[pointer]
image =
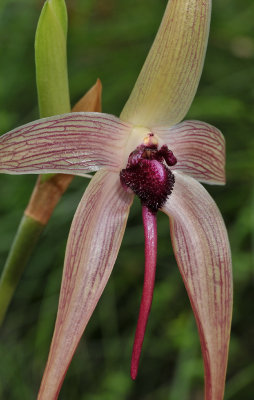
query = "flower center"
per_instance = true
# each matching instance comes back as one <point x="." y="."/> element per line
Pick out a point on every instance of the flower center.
<point x="147" y="175"/>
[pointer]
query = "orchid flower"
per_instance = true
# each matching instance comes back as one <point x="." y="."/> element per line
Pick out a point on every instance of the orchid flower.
<point x="147" y="152"/>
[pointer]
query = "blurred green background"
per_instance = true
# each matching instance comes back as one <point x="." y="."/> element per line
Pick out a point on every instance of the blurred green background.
<point x="110" y="39"/>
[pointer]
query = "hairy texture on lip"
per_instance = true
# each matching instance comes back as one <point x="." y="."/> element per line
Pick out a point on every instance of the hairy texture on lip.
<point x="147" y="175"/>
<point x="151" y="181"/>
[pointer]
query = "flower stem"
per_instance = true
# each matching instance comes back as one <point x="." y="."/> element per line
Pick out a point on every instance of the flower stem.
<point x="26" y="237"/>
<point x="150" y="231"/>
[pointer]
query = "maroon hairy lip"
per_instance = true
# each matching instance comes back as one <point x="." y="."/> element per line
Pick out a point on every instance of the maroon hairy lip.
<point x="147" y="175"/>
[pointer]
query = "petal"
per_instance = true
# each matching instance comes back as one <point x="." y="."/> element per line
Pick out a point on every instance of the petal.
<point x="202" y="251"/>
<point x="199" y="149"/>
<point x="169" y="78"/>
<point x="70" y="143"/>
<point x="93" y="244"/>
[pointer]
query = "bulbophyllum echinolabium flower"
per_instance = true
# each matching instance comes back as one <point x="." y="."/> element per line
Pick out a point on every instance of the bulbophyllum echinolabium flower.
<point x="147" y="151"/>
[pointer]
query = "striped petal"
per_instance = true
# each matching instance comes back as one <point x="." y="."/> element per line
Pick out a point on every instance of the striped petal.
<point x="199" y="149"/>
<point x="202" y="251"/>
<point x="169" y="78"/>
<point x="70" y="143"/>
<point x="95" y="237"/>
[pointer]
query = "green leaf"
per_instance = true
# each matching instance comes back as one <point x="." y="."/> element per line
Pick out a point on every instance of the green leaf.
<point x="50" y="59"/>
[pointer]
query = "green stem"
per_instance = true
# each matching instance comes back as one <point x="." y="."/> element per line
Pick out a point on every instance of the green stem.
<point x="26" y="237"/>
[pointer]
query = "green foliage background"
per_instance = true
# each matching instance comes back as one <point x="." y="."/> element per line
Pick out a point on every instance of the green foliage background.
<point x="110" y="39"/>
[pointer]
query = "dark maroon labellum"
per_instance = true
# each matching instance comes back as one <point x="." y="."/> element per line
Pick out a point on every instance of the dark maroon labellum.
<point x="148" y="176"/>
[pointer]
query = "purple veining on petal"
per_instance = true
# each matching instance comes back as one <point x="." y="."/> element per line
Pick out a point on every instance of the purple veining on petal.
<point x="147" y="175"/>
<point x="150" y="231"/>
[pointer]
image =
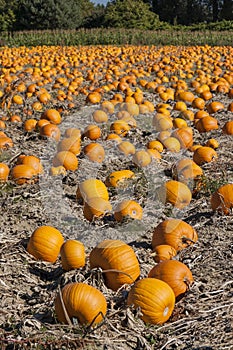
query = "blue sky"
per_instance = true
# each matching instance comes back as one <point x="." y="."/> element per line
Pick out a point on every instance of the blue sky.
<point x="103" y="2"/>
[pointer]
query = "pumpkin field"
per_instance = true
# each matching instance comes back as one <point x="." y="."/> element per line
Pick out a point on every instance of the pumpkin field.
<point x="116" y="182"/>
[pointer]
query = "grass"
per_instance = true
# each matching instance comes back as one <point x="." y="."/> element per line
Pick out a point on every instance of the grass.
<point x="102" y="36"/>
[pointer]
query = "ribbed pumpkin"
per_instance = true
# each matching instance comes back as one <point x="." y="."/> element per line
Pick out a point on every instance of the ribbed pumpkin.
<point x="120" y="127"/>
<point x="204" y="155"/>
<point x="176" y="274"/>
<point x="72" y="255"/>
<point x="96" y="207"/>
<point x="23" y="173"/>
<point x="206" y="124"/>
<point x="120" y="258"/>
<point x="4" y="172"/>
<point x="187" y="169"/>
<point x="32" y="161"/>
<point x="128" y="209"/>
<point x="163" y="252"/>
<point x="81" y="301"/>
<point x="126" y="147"/>
<point x="185" y="136"/>
<point x="174" y="232"/>
<point x="71" y="144"/>
<point x="228" y="128"/>
<point x="94" y="152"/>
<point x="223" y="198"/>
<point x="92" y="188"/>
<point x="92" y="132"/>
<point x="117" y="178"/>
<point x="176" y="193"/>
<point x="155" y="298"/>
<point x="45" y="243"/>
<point x="66" y="159"/>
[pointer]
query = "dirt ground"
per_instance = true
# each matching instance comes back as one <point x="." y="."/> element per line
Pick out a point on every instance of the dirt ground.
<point x="202" y="319"/>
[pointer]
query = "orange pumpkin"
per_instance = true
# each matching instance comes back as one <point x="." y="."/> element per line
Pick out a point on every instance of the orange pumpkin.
<point x="174" y="232"/>
<point x="155" y="299"/>
<point x="45" y="243"/>
<point x="119" y="261"/>
<point x="81" y="301"/>
<point x="176" y="274"/>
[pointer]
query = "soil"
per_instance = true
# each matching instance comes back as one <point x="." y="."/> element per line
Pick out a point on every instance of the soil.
<point x="202" y="318"/>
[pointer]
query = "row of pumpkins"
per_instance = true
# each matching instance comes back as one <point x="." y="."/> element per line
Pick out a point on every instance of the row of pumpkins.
<point x="155" y="295"/>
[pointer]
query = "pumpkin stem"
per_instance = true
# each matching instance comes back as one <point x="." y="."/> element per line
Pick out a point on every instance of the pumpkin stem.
<point x="64" y="308"/>
<point x="119" y="271"/>
<point x="88" y="328"/>
<point x="187" y="240"/>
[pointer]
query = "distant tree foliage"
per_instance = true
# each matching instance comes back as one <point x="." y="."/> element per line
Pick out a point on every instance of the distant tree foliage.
<point x="130" y="14"/>
<point x="140" y="14"/>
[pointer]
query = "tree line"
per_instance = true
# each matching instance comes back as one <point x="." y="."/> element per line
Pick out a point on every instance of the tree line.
<point x="17" y="15"/>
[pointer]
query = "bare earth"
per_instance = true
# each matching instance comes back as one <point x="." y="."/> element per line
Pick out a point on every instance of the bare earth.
<point x="202" y="319"/>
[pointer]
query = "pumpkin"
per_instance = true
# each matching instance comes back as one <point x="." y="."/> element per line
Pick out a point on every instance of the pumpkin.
<point x="117" y="178"/>
<point x="4" y="172"/>
<point x="185" y="136"/>
<point x="141" y="158"/>
<point x="118" y="259"/>
<point x="206" y="124"/>
<point x="67" y="159"/>
<point x="163" y="252"/>
<point x="176" y="193"/>
<point x="45" y="243"/>
<point x="92" y="188"/>
<point x="30" y="125"/>
<point x="126" y="147"/>
<point x="155" y="299"/>
<point x="174" y="232"/>
<point x="32" y="161"/>
<point x="51" y="131"/>
<point x="204" y="155"/>
<point x="155" y="144"/>
<point x="81" y="301"/>
<point x="71" y="144"/>
<point x="92" y="132"/>
<point x="52" y="115"/>
<point x="128" y="209"/>
<point x="5" y="142"/>
<point x="100" y="116"/>
<point x="120" y="127"/>
<point x="175" y="273"/>
<point x="228" y="128"/>
<point x="73" y="132"/>
<point x="72" y="255"/>
<point x="172" y="144"/>
<point x="187" y="169"/>
<point x="213" y="143"/>
<point x="223" y="198"/>
<point x="214" y="107"/>
<point x="58" y="170"/>
<point x="96" y="207"/>
<point x="23" y="173"/>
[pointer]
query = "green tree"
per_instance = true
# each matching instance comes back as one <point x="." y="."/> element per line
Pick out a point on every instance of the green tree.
<point x="7" y="14"/>
<point x="53" y="14"/>
<point x="130" y="14"/>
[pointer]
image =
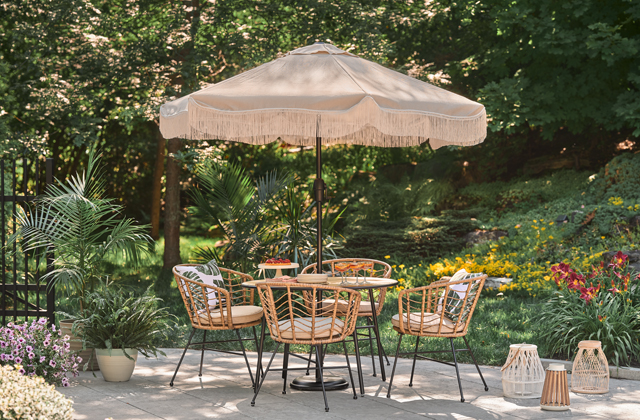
-*-
▶ _EXERCISE BRIEF_: Where a picture appears in the listing above, skip it and set down all the rest exactly.

▶ _SOLUTION TO THE EXERCISE_:
[pointer]
image =
query = "flower center"
per_instance = true
# each matching instance comes back as one <point x="." y="."/> element per line
Pick out a point on every instance of the flower center.
<point x="147" y="175"/>
[pointer]
query = "orchid flower"
per_instance = true
# each matching instance comes back as one <point x="." y="."/> element per line
Pick out a point on every instance of the orchid flower.
<point x="147" y="152"/>
[pointer]
query = "blurred green background"
per_instance = true
# each matching instance comes back as one <point x="." y="."/> element per line
Pick out a point on every instance of the blurred green background.
<point x="110" y="39"/>
[pointer]
query = "hairy texture on lip"
per_instance = true
# each matching instance comes back as one <point x="." y="."/> element per line
Pick out a point on every instance of the hairy texture on lip.
<point x="147" y="175"/>
<point x="151" y="181"/>
[pointer]
query = "flower stem"
per_instance = true
# each matching instance comes back as one <point x="." y="."/> element per line
Pick out a point on every instance of the flower stem.
<point x="26" y="237"/>
<point x="150" y="231"/>
[pointer]
query = "maroon hairy lip"
per_instance = true
# each matching instance comes back as one <point x="." y="."/> element per line
Pick out a point on every instance of the maroon hairy lip.
<point x="147" y="175"/>
[pointer]
query = "petal"
per_instance = true
# each matching instance comes back as one <point x="." y="."/> element per line
Pick out a point on every instance of the petal.
<point x="202" y="251"/>
<point x="199" y="149"/>
<point x="169" y="78"/>
<point x="70" y="143"/>
<point x="93" y="244"/>
[pointer]
query = "bulbophyllum echinolabium flower"
per_instance = true
# each matching instance comes back as one <point x="." y="."/> element per line
Pick out a point on every instance of the bulbophyllum echinolabium flower.
<point x="147" y="151"/>
[pointer]
query = "striped petal"
per_instance = true
# each matching instance comes back as one <point x="." y="."/> element per line
Pick out a point on every instance of the striped petal.
<point x="199" y="149"/>
<point x="202" y="251"/>
<point x="169" y="78"/>
<point x="70" y="143"/>
<point x="95" y="237"/>
[pointer]
query = "green leaf"
per_instance = true
# each matching instance comes back as one <point x="." y="."/> element per line
Pick out a point on every instance of the green leaf.
<point x="50" y="59"/>
[pointer]
query = "green stem"
per_instance = true
# each matching instance comes back as one <point x="." y="."/> element per line
Pick out a point on every instance of the green stem.
<point x="26" y="237"/>
[pointer]
query = "green foliage background"
per_instance = true
# each matching instance comes back as one <point x="." y="."/> element per line
Pick out a point on every instance of the green foliage background.
<point x="110" y="39"/>
[pointer]
query = "dark maroon labellum"
per_instance = true
# each matching instance comes back as one <point x="." y="."/> element per line
Pick out a point on every instance of the dark maroon labellum.
<point x="148" y="176"/>
[pointer]
query = "purple veining on petal"
per_instance = true
# each matching instance comes back as one <point x="." y="."/> element per line
Pick out a point on every instance of the purple veining on petal.
<point x="147" y="175"/>
<point x="150" y="231"/>
[pointer]
image =
query = "blue sky"
per_instance = true
# each matching instance comes back as one <point x="." y="."/> element per line
Pick out a point on every instance of the blue sky.
<point x="103" y="2"/>
[pointer]
query = "pumpkin field"
per_instance = true
# each matching instance comes back as one <point x="." y="."/> element per line
Pick out a point on every instance of the pumpkin field.
<point x="116" y="182"/>
[pointer]
query = "grass"
per_instance = true
# each matching instance comes back as one <point x="." y="."/> element per line
Pick out a point on every instance of the grass.
<point x="102" y="36"/>
[pointer]
query = "ribbed pumpkin"
per_instance = true
# each matching instance comes back as one <point x="." y="."/> element per line
Pick out a point on every instance of the ribbed pumpkin.
<point x="120" y="127"/>
<point x="204" y="155"/>
<point x="176" y="274"/>
<point x="72" y="255"/>
<point x="96" y="207"/>
<point x="23" y="173"/>
<point x="206" y="124"/>
<point x="120" y="258"/>
<point x="4" y="172"/>
<point x="187" y="169"/>
<point x="32" y="161"/>
<point x="128" y="209"/>
<point x="163" y="252"/>
<point x="81" y="301"/>
<point x="126" y="147"/>
<point x="185" y="136"/>
<point x="174" y="232"/>
<point x="71" y="144"/>
<point x="228" y="128"/>
<point x="94" y="152"/>
<point x="223" y="198"/>
<point x="92" y="188"/>
<point x="92" y="132"/>
<point x="117" y="178"/>
<point x="176" y="193"/>
<point x="155" y="298"/>
<point x="45" y="243"/>
<point x="66" y="159"/>
[pointer]
query = "dirt ground"
per_instance = true
# each matching instance comes back as one <point x="." y="."/> element per line
Pick out a point on every instance of the dirt ground.
<point x="202" y="319"/>
[pointer]
query = "orange pumpkin"
per_instance = true
# each matching instance comes back as one <point x="." y="."/> element per line
Pick out a point on every instance of the orange pumpkin.
<point x="174" y="232"/>
<point x="155" y="299"/>
<point x="45" y="243"/>
<point x="119" y="261"/>
<point x="81" y="301"/>
<point x="176" y="274"/>
[pointer]
query = "soil"
per_instance = true
# each matching instance comes back as one <point x="." y="."/> element per line
Pick out a point on every instance of the soil.
<point x="202" y="318"/>
[pointer]
query = "row of pumpkins"
per_instance = true
# each matching instance comes back as one <point x="." y="."/> element per line
Pick out a point on every instance of the row of pumpkins.
<point x="155" y="295"/>
[pointer]
query = "pumpkin stem"
per_instance = true
# each matching instance comes back as one <point x="." y="."/> element per line
Pick out a point on every instance of the pumpkin stem.
<point x="64" y="308"/>
<point x="119" y="271"/>
<point x="88" y="328"/>
<point x="187" y="240"/>
[pointer]
query = "distant tree foliage"
per_instance = true
# each matching instance comes back as one <point x="." y="."/> element per line
Pick out a point on every instance of the distant tree foliage.
<point x="130" y="14"/>
<point x="140" y="14"/>
[pointer]
query = "tree line"
per_instance = true
# each matching instance comes back as one <point x="." y="."/> element per line
Pick out a point on every instance of the tree line.
<point x="17" y="15"/>
[pointer]
query = "bare earth"
per_instance = true
# each matching instance comes back as one <point x="." y="."/> element per line
Pick out a point on every instance of the bare earth.
<point x="202" y="319"/>
[pointer]
query = "pumpkin"
per_instance = true
# each matching instance comes back as one <point x="." y="."/> element per line
Pick out a point on every instance of the pumpkin.
<point x="117" y="178"/>
<point x="4" y="172"/>
<point x="185" y="136"/>
<point x="141" y="158"/>
<point x="118" y="259"/>
<point x="206" y="124"/>
<point x="67" y="159"/>
<point x="163" y="252"/>
<point x="176" y="193"/>
<point x="45" y="243"/>
<point x="92" y="188"/>
<point x="30" y="125"/>
<point x="126" y="147"/>
<point x="155" y="299"/>
<point x="174" y="232"/>
<point x="32" y="161"/>
<point x="51" y="131"/>
<point x="204" y="155"/>
<point x="155" y="144"/>
<point x="81" y="301"/>
<point x="71" y="144"/>
<point x="92" y="132"/>
<point x="52" y="115"/>
<point x="128" y="209"/>
<point x="5" y="142"/>
<point x="100" y="116"/>
<point x="120" y="127"/>
<point x="175" y="273"/>
<point x="228" y="128"/>
<point x="73" y="132"/>
<point x="72" y="255"/>
<point x="172" y="144"/>
<point x="187" y="169"/>
<point x="213" y="143"/>
<point x="223" y="198"/>
<point x="214" y="107"/>
<point x="58" y="170"/>
<point x="96" y="207"/>
<point x="23" y="173"/>
[pointer]
query = "green tree"
per_instance = true
# each matching instance comes back as one <point x="." y="."/> element per line
Pick out a point on every instance of the green tree.
<point x="7" y="14"/>
<point x="53" y="14"/>
<point x="130" y="14"/>
[pointer]
image =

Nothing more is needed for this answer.